- [MATÉRIEL FOURNI]
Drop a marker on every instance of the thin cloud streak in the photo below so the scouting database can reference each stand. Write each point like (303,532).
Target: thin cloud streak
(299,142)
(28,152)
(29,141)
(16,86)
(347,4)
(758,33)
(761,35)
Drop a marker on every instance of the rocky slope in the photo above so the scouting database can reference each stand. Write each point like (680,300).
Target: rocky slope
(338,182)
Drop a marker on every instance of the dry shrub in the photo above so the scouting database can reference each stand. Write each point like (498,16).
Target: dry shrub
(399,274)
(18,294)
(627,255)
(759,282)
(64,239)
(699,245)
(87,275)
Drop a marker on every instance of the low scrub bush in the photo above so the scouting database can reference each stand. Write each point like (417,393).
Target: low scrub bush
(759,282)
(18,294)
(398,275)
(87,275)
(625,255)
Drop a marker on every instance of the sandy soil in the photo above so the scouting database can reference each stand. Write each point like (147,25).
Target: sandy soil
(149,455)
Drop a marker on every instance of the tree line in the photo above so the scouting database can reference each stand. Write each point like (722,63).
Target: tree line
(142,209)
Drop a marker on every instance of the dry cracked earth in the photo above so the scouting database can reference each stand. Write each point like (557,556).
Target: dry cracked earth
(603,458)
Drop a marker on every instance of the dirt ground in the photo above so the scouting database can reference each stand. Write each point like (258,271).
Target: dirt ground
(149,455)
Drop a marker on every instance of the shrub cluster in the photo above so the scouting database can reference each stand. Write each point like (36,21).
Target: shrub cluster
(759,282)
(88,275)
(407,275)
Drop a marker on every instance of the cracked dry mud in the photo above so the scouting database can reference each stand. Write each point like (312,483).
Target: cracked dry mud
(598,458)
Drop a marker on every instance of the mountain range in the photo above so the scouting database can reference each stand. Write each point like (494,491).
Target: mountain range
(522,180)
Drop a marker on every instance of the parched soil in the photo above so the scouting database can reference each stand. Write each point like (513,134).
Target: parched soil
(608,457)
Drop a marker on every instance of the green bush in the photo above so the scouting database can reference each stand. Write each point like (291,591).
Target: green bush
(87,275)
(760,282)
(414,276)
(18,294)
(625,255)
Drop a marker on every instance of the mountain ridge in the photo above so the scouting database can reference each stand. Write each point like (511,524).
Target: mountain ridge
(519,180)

- [TRAVAIL DEMANDÉ] Réécrivez l'ensemble du matériel ci-dessus sous forme de liste numérotée, à raison d'une ligne par numéro. Omettez les lignes vides.

- [RÉSULTAT OBTENU]
1. Drop a marker on every instance of the thin cloud streak in the photo below so the scouting database can reference each stand. Write each point like (303,532).
2. Target: thin cloud streak
3. (299,142)
4. (28,152)
5. (29,141)
6. (16,86)
7. (347,4)
8. (758,33)
9. (761,35)
10. Drop a marker on every instance of the rocky slope in the photo above so the scouting database can reference each stand. Write each point like (680,300).
11. Target: rocky slope
12. (338,182)
13. Drop a marker on every instance of the dry shrub in the photo above so the scouting database can reference each stand. Write each point like (498,16).
14. Target: dry shrub
15. (399,274)
16. (18,294)
17. (627,255)
18. (759,282)
19. (64,239)
20. (699,245)
21. (87,275)
22. Drop a marker on every instance of the low scrub bush in the photo above so the scouting database can reference each stand. Write each point like (417,393).
23. Target: low scrub bush
24. (759,282)
25. (18,294)
26. (398,275)
27. (87,275)
28. (625,255)
29. Drop a marker on every instance of the sandy soil in the photo above so the scouting database can reference each stand. Write each point like (147,25).
30. Target: sandy soil
31. (149,455)
32. Drop a marker on every instance of the tree line in the photo above so the scouting database can reference each stand. Write each point like (722,63).
33. Target: tree line
34. (142,209)
35. Drop a marker on every instance of the dry cracked earth in the photo above so the scouting database can reference each stand. Write each point like (557,556).
36. Target: dry cracked earth
37. (603,458)
38. Drop a marker on every instance of the dirt ground in the photo above so the scouting database can reference each stand. Write each point like (258,271).
39. Target: dirt ground
40. (149,455)
41. Drop a marker on every instance of the shrub cluster in the photo above so the scouting database can reference each stand. Write each point like (36,21).
42. Target: shrub cluster
43. (759,282)
44. (88,275)
45. (407,275)
46. Drop a marker on every instance of the cracked dry mud in the photo above so the scouting database can reference each stand. Write each point like (312,483).
47. Target: cracked dry mud
48. (598,458)
49. Drop a marker on every instance of the mountain range in the photo above so the scouting database can reference each stand. Write each point like (494,491).
50. Target: mountain range
51. (522,180)
52. Drop a marker on every instance of the parched soil in the photo above so the scouting database can reference each stand. Write each point like (513,134).
53. Target: parched soil
54. (608,457)
55. Drop a marker on every instance of the green bush in the photo above so the scouting database can reference each stand. Write each point like (291,591).
56. Target: green bush
57. (87,275)
58. (760,282)
59. (414,276)
60. (18,294)
61. (625,255)
62. Drop a marker on every instance of the mountain ridge in the photo above so the scouting database can reference each stand. Write each point like (511,524).
63. Target: mountain ridge
64. (519,180)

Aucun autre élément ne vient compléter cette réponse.